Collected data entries
+++
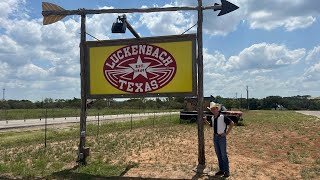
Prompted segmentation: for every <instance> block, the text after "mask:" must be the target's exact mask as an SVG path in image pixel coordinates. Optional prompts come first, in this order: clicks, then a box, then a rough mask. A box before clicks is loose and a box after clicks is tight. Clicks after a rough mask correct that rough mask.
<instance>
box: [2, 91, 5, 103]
mask: <svg viewBox="0 0 320 180" xmlns="http://www.w3.org/2000/svg"><path fill="white" fill-rule="evenodd" d="M5 91H6V88H3V89H2V100H3V101H4V100H5V99H4V95H5Z"/></svg>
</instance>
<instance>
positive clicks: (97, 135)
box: [97, 113, 100, 144]
mask: <svg viewBox="0 0 320 180" xmlns="http://www.w3.org/2000/svg"><path fill="white" fill-rule="evenodd" d="M99 129H100V118H99V113H98V134H97V138H98V144H99Z"/></svg>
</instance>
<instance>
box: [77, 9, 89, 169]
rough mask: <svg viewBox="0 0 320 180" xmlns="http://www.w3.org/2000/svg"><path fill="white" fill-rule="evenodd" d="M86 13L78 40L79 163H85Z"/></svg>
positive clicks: (85, 159) (83, 19)
mask: <svg viewBox="0 0 320 180" xmlns="http://www.w3.org/2000/svg"><path fill="white" fill-rule="evenodd" d="M85 50H86V15H81V42H80V70H81V72H80V76H81V114H80V142H79V157H78V161H79V163H81V164H86V153H85V152H84V150H85V148H84V147H85V144H86V118H87V105H86V102H87V95H86V79H85V77H86V72H85V67H86V65H85V60H86V53H85Z"/></svg>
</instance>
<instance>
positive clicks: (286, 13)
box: [0, 0, 320, 101]
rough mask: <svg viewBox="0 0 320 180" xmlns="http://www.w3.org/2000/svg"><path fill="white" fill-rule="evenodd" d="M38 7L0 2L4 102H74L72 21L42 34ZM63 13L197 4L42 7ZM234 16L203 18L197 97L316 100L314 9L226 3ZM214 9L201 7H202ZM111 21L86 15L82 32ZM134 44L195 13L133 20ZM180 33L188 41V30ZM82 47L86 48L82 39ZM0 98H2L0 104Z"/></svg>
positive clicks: (177, 34)
mask: <svg viewBox="0 0 320 180" xmlns="http://www.w3.org/2000/svg"><path fill="white" fill-rule="evenodd" d="M41 2H42V1H40V0H6V1H1V2H0V87H1V89H3V88H5V98H6V99H29V100H32V101H37V100H41V99H42V98H53V99H71V98H73V97H76V98H79V97H80V76H79V74H80V64H79V41H80V35H79V33H80V22H79V20H80V18H79V16H69V17H66V18H64V19H63V20H61V21H59V22H57V23H54V24H51V25H47V26H43V25H42V15H41V11H42V9H41ZM48 2H51V3H54V4H57V5H59V6H61V7H63V8H65V9H67V10H76V9H79V8H86V9H101V8H103V9H106V8H141V7H169V6H196V5H197V0H171V1H167V0H122V1H119V0H68V1H66V0H50V1H48ZM230 2H232V3H234V4H236V5H238V6H239V7H240V8H239V9H238V10H236V11H234V12H232V13H230V14H227V15H224V16H220V17H217V14H218V12H213V11H212V10H206V11H205V13H204V27H203V32H204V34H203V41H204V95H205V96H208V95H214V96H216V95H220V96H223V97H236V96H237V97H240V96H241V95H242V96H243V97H245V96H246V86H249V94H250V97H254V98H264V97H266V96H272V95H279V96H295V95H311V96H313V97H318V96H320V36H319V32H320V21H319V18H320V9H319V7H320V1H318V0H269V1H257V0H230ZM213 3H220V1H219V0H216V1H209V0H204V1H203V4H204V5H205V6H208V5H213ZM117 16H118V14H104V15H88V16H87V32H88V33H90V34H91V35H94V36H95V37H97V38H98V39H120V38H133V35H132V34H130V33H129V31H128V32H127V33H126V34H112V33H111V30H110V29H111V25H112V23H113V22H114V21H115V19H116V17H117ZM127 17H128V21H129V22H130V23H131V25H132V26H133V27H134V29H135V30H136V31H137V32H138V33H139V34H140V36H141V37H150V36H162V35H178V34H181V33H182V32H184V31H185V30H187V29H188V28H189V27H191V26H193V25H194V24H195V23H196V19H197V13H196V11H184V12H164V13H144V14H142V13H133V14H127ZM188 33H196V27H194V28H192V29H191V30H190V31H188ZM87 39H88V40H92V38H91V37H89V36H87ZM1 98H2V97H1Z"/></svg>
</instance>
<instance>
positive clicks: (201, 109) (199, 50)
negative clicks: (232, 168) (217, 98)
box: [197, 0, 206, 165]
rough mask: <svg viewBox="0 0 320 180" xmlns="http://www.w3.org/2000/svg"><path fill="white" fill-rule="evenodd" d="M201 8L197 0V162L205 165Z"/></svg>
mask: <svg viewBox="0 0 320 180" xmlns="http://www.w3.org/2000/svg"><path fill="white" fill-rule="evenodd" d="M202 22H203V9H202V0H198V28H197V43H198V59H197V60H198V86H197V87H198V162H199V165H205V163H206V162H205V161H206V158H205V151H204V150H205V149H204V132H203V49H202V48H203V44H202Z"/></svg>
+++
● INSTRUCTION
Format every line of the items above as a JSON list of strings, one string per line, skipping blank lines. Leave the pictures out of your answer.

● OUTPUT FOR THIS EXERCISE
[
  "Prompted segmentation: for every <instance> block, the text after \"mask:\" must be the target's exact mask as an SVG path in image pixel coordinates. Optional prompts come first, in this order: clicks, then a box, then a rough mask. A box before clicks is loose and a box after clicks is tight. Clicks after a rough mask correct that rough mask.",
  "<instance>",
  "box: [2, 91, 5, 103]",
  "mask: <svg viewBox=\"0 0 320 180\" xmlns=\"http://www.w3.org/2000/svg\"><path fill=\"white\" fill-rule=\"evenodd\" d=\"M5 91H6V88H3V89H2V100H3V101H4V100H5V99H4V95H5Z\"/></svg>",
  "</instance>",
  "<instance>",
  "positive clicks: (97, 135)",
  "box: [97, 113, 100, 144]",
  "mask: <svg viewBox=\"0 0 320 180\" xmlns=\"http://www.w3.org/2000/svg\"><path fill=\"white\" fill-rule=\"evenodd\" d=\"M99 129H100V118H99V113H98V134H97V138H98V144H99Z\"/></svg>",
  "</instance>",
  "<instance>",
  "box: [77, 9, 89, 169]",
  "rough mask: <svg viewBox=\"0 0 320 180\" xmlns=\"http://www.w3.org/2000/svg\"><path fill=\"white\" fill-rule=\"evenodd\" d=\"M86 13L78 40L79 163H85Z\"/></svg>",
  "positive clicks: (85, 159) (83, 19)",
  "mask: <svg viewBox=\"0 0 320 180\" xmlns=\"http://www.w3.org/2000/svg\"><path fill=\"white\" fill-rule=\"evenodd\" d=\"M85 50H86V15H81V42H80V70H81V72H80V76H81V114H80V142H79V157H78V161H79V163H81V164H86V153H85V152H84V150H85V148H84V147H85V144H86V118H87V105H86V102H87V95H86V79H85V77H86V72H85V67H86V65H85V60H86V53H85Z\"/></svg>",
  "</instance>",
  "<instance>",
  "positive clicks: (286, 13)",
  "box: [0, 0, 320, 101]",
  "rough mask: <svg viewBox=\"0 0 320 180\" xmlns=\"http://www.w3.org/2000/svg\"><path fill=\"white\" fill-rule=\"evenodd\" d=\"M38 7L0 2L4 102H74L72 21L42 34ZM63 13L197 4L42 7ZM234 16L203 18L197 97L316 100L314 9L226 3ZM214 9L201 7H202ZM111 21L86 15L82 32ZM134 44L195 13L133 20ZM180 33L188 41V30ZM82 47L86 48L82 39ZM0 98H2L0 104Z\"/></svg>",
  "positive clicks: (177, 34)",
  "mask: <svg viewBox=\"0 0 320 180\" xmlns=\"http://www.w3.org/2000/svg\"><path fill=\"white\" fill-rule=\"evenodd\" d=\"M41 2H42V1H40V0H6V1H1V2H0V87H1V89H3V88H5V98H6V99H29V100H32V101H37V100H41V99H42V98H53V99H71V98H73V97H76V98H79V97H80V76H79V74H80V64H79V41H80V35H79V33H80V22H79V20H80V18H79V16H69V17H66V18H64V19H63V20H61V21H59V22H57V23H54V24H51V25H47V26H43V25H42V15H41V11H42V9H41ZM48 2H51V3H54V4H57V5H59V6H61V7H63V8H65V9H67V10H76V9H79V8H86V9H101V8H103V9H106V8H141V7H169V6H196V5H197V0H171V1H167V0H122V1H119V0H68V1H66V0H50V1H48ZM230 2H232V3H234V4H236V5H238V6H239V7H240V8H239V9H238V10H236V11H234V12H232V13H230V14H227V15H224V16H220V17H217V14H218V12H213V11H212V10H206V11H205V13H204V27H203V32H204V34H203V41H204V95H205V96H208V95H214V96H216V95H220V96H223V97H236V96H237V97H240V96H241V95H242V96H243V97H245V96H246V86H249V94H250V97H254V98H264V97H266V96H272V95H279V96H295V95H311V96H313V97H318V96H320V36H319V32H320V21H319V18H320V9H319V7H320V1H318V0H269V1H257V0H230ZM213 3H220V1H219V0H216V1H209V0H204V1H203V4H204V5H205V6H208V5H213ZM117 16H118V14H104V15H88V16H87V32H88V33H90V34H91V35H94V36H95V37H97V38H98V39H120V38H133V35H132V34H130V33H129V31H128V32H127V33H126V34H112V33H111V30H110V29H111V25H112V23H113V22H114V21H115V19H116V17H117ZM127 17H128V21H129V22H130V23H131V25H132V26H133V27H134V29H135V30H136V31H137V32H138V33H139V34H140V36H141V37H150V36H162V35H178V34H181V33H182V32H184V31H185V30H187V29H188V28H189V27H191V26H193V25H194V24H195V23H196V19H197V13H196V11H184V12H164V13H144V14H142V13H133V14H127ZM188 33H196V27H194V28H192V29H191V30H190V31H188ZM87 39H88V40H92V38H91V37H89V36H87ZM1 98H2V97H1Z\"/></svg>",
  "</instance>",
  "<instance>",
  "positive clicks: (201, 109) (199, 50)",
  "negative clicks: (232, 168) (217, 98)",
  "box: [197, 0, 206, 165]",
  "rough mask: <svg viewBox=\"0 0 320 180\" xmlns=\"http://www.w3.org/2000/svg\"><path fill=\"white\" fill-rule=\"evenodd\" d=\"M201 8L197 0V162L205 165Z\"/></svg>",
  "mask: <svg viewBox=\"0 0 320 180\" xmlns=\"http://www.w3.org/2000/svg\"><path fill=\"white\" fill-rule=\"evenodd\" d=\"M202 22H203V9H202V0H198V28H197V43H198V59H197V60H198V86H197V87H198V162H199V165H205V163H206V162H205V161H206V158H205V151H204V150H205V149H204V132H203V49H202V48H203V44H202Z\"/></svg>"
]